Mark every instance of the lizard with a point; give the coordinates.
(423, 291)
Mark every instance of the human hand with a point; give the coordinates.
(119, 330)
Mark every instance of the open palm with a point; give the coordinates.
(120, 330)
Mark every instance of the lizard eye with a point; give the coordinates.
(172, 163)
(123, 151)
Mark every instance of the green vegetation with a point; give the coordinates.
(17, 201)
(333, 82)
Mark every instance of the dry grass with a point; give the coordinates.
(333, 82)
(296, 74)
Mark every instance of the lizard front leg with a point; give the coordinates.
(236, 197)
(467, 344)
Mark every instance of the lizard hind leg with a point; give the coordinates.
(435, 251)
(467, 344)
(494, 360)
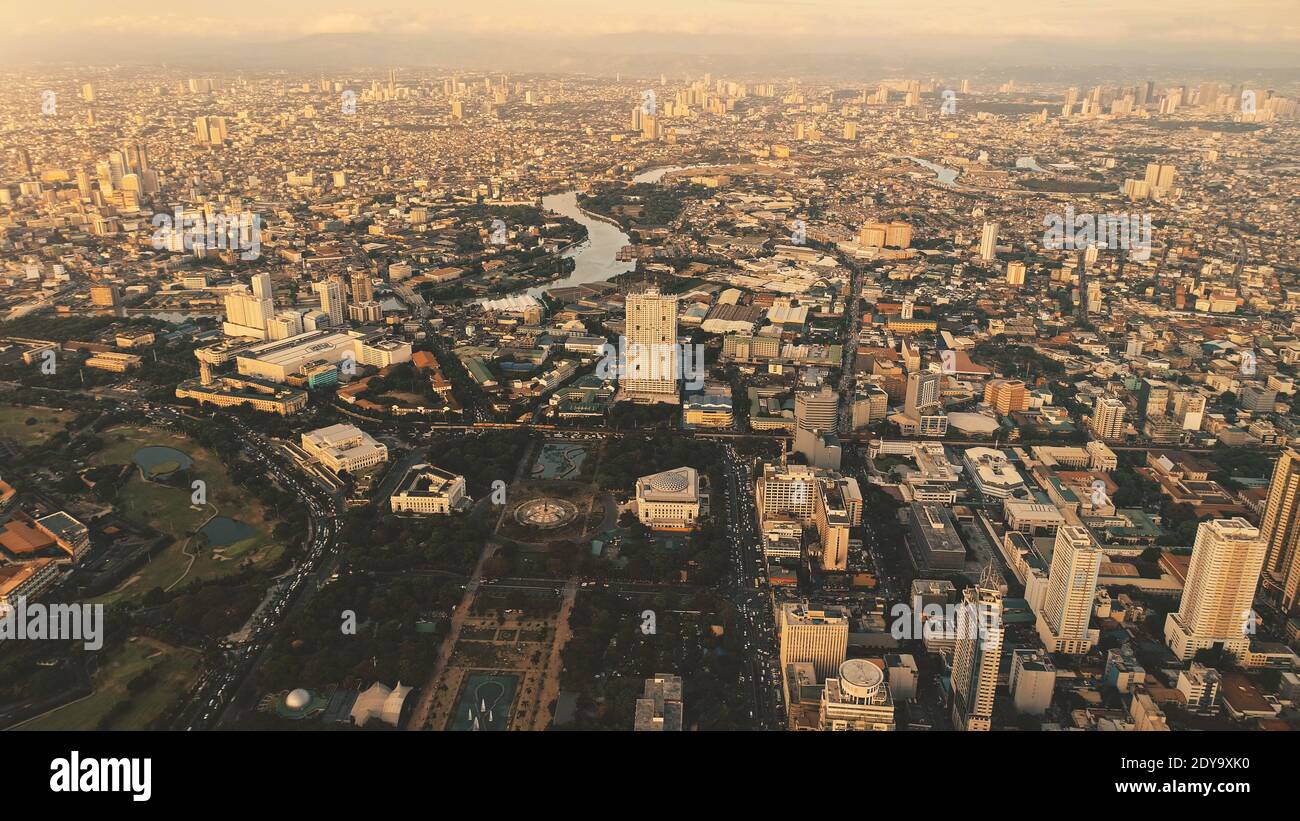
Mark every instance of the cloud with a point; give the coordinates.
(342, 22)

---------------

Output the data as a Markdown table with the columns Number and Line, starting at the line that contains "Mark every instance of the lizard eye" and ending at the last line of the data, both included. Give one row per line, skip blank lines, and leave the pictures out.

[SOLUTION]
| Number | Line |
|---|---|
| 1 | Mark every instance of the lizard eye with a point; give the coordinates. |
| 2 | (172, 163) |
| 3 | (123, 151) |
| 4 | Mark every instance of the green vegetation with a point; give the coordinates. |
| 5 | (17, 201) |
| 6 | (333, 82) |
| 7 | Mark every instance of the dry grass with a point; give the coordinates. |
| 8 | (333, 82) |
| 9 | (296, 74) |
| 10 | Mark every instance of the lizard front leg with a point; give the coordinates. |
| 11 | (236, 197) |
| 12 | (467, 344) |
| 13 | Mark every instance of the lizard hind leg with a point; give the coordinates. |
| 14 | (435, 251) |
| 15 | (467, 344) |
| 16 | (494, 360) |
| 17 | Mark every instance of the cloud with a point; give the coordinates. |
| 18 | (342, 22) |